TASK DESCRIPTION » Please output, as a numbered list with blank lines omitted, only the lines of the data below that fall between the line containing "Help me find the animal tail—where" and the line containing "0;0;720;475", inclusive.

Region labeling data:
====
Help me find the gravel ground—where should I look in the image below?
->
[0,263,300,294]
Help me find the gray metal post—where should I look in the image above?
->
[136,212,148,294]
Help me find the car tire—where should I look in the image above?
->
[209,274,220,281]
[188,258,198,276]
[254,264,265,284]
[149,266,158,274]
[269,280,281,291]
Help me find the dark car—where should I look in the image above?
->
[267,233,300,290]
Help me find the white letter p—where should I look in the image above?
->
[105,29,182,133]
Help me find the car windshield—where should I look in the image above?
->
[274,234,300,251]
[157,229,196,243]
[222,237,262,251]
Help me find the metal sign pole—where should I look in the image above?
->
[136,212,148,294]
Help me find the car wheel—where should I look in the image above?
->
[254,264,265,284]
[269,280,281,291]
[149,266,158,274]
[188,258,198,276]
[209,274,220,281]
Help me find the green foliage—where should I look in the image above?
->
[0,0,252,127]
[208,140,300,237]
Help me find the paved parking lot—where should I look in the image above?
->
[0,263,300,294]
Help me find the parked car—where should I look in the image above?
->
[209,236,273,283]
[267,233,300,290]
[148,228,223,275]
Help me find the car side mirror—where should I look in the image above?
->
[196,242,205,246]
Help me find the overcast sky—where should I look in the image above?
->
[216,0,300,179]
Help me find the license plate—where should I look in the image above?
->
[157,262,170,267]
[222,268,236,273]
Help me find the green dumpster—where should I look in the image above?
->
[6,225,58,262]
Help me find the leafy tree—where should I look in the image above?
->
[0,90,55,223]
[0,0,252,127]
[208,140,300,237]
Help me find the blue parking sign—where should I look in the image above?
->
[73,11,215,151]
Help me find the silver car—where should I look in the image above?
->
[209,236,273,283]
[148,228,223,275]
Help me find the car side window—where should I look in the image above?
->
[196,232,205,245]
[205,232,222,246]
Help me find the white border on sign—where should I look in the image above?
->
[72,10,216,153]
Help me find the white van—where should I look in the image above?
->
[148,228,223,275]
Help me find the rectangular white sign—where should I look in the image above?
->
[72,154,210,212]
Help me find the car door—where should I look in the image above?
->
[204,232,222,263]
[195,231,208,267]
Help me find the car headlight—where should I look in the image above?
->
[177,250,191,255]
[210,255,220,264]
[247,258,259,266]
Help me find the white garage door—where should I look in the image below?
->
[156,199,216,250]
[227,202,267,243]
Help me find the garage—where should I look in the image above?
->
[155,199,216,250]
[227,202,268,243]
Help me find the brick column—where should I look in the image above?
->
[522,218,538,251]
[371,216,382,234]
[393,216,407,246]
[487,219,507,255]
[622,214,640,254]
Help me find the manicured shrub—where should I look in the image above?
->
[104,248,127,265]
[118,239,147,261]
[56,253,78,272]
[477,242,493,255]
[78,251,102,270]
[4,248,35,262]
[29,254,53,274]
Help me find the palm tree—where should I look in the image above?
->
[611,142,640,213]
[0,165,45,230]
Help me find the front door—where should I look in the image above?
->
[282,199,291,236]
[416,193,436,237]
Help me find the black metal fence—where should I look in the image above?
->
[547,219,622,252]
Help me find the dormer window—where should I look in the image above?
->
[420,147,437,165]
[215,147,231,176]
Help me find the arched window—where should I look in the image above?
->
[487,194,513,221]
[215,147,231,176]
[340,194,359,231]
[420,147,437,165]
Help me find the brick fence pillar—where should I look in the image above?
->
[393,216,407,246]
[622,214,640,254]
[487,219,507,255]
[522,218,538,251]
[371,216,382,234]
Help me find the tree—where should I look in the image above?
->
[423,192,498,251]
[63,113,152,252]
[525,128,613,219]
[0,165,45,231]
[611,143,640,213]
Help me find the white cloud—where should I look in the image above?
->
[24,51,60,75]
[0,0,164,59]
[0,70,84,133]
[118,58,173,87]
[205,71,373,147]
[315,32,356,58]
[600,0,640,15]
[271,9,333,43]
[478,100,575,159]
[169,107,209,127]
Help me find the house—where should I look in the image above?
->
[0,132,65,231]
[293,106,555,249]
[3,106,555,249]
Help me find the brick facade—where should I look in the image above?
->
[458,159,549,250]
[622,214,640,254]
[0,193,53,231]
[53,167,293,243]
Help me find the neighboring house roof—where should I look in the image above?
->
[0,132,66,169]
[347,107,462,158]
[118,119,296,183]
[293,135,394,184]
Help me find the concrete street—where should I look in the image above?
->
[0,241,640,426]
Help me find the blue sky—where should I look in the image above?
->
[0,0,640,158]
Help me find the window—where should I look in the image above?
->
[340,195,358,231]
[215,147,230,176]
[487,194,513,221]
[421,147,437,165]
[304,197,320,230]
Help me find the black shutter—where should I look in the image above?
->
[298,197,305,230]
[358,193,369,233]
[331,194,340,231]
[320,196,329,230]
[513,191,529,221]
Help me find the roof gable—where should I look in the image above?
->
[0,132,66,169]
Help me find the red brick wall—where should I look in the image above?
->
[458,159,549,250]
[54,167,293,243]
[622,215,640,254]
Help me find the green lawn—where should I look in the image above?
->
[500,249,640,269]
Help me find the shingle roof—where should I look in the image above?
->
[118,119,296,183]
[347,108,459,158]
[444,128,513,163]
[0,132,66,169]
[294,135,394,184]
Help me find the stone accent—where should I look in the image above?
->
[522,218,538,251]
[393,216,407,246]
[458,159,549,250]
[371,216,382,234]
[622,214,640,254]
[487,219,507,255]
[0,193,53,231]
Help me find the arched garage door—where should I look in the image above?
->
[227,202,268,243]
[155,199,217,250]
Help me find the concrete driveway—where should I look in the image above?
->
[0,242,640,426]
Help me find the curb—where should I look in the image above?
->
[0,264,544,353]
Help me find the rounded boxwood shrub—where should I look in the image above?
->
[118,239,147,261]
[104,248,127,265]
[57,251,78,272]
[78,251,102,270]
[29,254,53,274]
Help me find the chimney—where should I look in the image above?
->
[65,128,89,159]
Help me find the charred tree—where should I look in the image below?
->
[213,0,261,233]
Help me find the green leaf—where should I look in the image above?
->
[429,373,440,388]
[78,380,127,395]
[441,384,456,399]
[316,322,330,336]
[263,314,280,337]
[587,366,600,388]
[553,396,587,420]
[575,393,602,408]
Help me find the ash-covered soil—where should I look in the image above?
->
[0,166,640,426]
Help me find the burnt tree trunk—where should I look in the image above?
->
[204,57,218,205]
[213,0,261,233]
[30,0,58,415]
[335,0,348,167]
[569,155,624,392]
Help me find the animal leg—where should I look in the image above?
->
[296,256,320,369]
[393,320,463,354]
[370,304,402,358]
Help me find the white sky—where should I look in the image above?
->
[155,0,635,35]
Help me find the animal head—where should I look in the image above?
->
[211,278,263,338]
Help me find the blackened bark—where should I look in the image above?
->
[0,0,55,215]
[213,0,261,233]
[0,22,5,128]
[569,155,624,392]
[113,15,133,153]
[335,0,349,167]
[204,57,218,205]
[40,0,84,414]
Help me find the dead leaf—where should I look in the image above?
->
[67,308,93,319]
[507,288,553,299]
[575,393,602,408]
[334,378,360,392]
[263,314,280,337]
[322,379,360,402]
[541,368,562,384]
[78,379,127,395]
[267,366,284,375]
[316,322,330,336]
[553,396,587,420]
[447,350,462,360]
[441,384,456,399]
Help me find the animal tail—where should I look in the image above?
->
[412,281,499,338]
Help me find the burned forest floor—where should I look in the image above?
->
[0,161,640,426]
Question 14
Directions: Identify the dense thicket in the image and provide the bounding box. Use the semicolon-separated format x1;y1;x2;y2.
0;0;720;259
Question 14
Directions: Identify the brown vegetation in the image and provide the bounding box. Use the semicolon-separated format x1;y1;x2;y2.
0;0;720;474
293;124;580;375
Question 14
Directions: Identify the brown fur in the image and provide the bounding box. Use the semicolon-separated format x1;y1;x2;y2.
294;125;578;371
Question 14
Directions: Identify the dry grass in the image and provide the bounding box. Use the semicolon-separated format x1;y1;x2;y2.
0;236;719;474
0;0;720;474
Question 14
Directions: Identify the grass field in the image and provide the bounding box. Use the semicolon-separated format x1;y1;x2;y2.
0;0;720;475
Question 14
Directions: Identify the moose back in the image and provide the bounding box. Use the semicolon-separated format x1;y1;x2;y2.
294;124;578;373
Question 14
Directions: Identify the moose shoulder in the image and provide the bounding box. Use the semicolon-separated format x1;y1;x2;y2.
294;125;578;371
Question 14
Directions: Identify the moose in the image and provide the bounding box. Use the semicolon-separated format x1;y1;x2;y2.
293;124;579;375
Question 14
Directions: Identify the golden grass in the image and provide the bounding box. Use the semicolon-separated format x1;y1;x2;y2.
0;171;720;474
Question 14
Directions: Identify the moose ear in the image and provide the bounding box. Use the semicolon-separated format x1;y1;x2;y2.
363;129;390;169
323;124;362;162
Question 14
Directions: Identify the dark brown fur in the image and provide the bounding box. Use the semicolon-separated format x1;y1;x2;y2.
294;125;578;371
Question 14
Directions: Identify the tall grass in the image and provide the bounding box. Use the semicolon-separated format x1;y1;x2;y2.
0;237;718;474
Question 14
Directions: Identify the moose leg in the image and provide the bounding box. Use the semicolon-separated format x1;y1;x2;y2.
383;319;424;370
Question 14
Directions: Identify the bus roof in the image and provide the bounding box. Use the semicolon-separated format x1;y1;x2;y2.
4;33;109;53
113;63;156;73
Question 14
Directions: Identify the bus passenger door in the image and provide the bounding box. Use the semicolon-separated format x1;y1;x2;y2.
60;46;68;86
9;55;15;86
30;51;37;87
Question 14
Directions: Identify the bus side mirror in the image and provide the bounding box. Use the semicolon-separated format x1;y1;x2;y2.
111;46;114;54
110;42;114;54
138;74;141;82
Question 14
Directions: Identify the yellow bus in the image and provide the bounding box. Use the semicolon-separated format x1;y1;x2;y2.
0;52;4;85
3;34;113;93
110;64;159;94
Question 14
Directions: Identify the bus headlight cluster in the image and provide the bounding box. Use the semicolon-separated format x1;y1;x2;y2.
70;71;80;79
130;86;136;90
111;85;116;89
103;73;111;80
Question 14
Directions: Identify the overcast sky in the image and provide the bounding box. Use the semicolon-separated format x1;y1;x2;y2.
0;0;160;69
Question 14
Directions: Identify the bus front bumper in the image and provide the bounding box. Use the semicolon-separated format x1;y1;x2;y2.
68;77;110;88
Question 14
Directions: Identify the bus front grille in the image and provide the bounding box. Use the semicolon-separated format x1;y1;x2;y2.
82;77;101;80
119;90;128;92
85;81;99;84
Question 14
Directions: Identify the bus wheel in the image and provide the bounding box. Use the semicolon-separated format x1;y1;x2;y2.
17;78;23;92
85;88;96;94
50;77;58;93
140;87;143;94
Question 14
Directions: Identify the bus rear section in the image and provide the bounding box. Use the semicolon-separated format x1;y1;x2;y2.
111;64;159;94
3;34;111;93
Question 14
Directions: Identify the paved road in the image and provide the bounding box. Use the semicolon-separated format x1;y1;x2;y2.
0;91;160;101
====
TASK RESPONSE »
1. Help me find the animal tail—where should I look in the image above?
2. ->
3. [412,281,499,338]
4. Help me find the burned forest floor—where should I look in the image above?
5. ->
6. [0,161,640,426]
7. Question 14
8. Directions: Identify the dense thicket in the image and provide the bounding box. Use the semicolon-separated format x1;y1;x2;y2.
9. 0;0;720;259
10. Question 14
11. Directions: Identify the brown vegetation in the image and provide the bounding box. Use the semicolon-separated format x1;y1;x2;y2.
12. 0;0;720;474
13. 293;124;580;375
14. Question 14
15. Directions: Identify the brown fur in the image and provide the bounding box. Use the semicolon-separated format x1;y1;x2;y2.
16. 294;125;578;371
17. Question 14
18. Directions: Identify the dry grass in the image and provide the bounding box. Use the semicolon-separated format x1;y1;x2;y2.
19. 0;236;719;474
20. 0;0;720;474
21. Question 14
22. Directions: Identify the grass field in the image and provide the bounding box. Use the semicolon-separated format x1;y1;x2;y2.
23. 0;0;720;475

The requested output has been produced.